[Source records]
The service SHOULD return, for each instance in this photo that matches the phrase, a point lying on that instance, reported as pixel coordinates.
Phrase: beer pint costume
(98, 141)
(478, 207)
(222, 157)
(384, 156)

▶ **Goal**:
Turn the rows above into a numbered list, leaving out any blank lines.

▶ **Task solution**:
1. The service SHOULD return, for each instance in this photo that matches the phrase, a point lying on that instance, reported as pixel coordinates.
2. Phrase: beer pint costume
3. (98, 141)
4. (478, 207)
5. (222, 157)
6. (384, 156)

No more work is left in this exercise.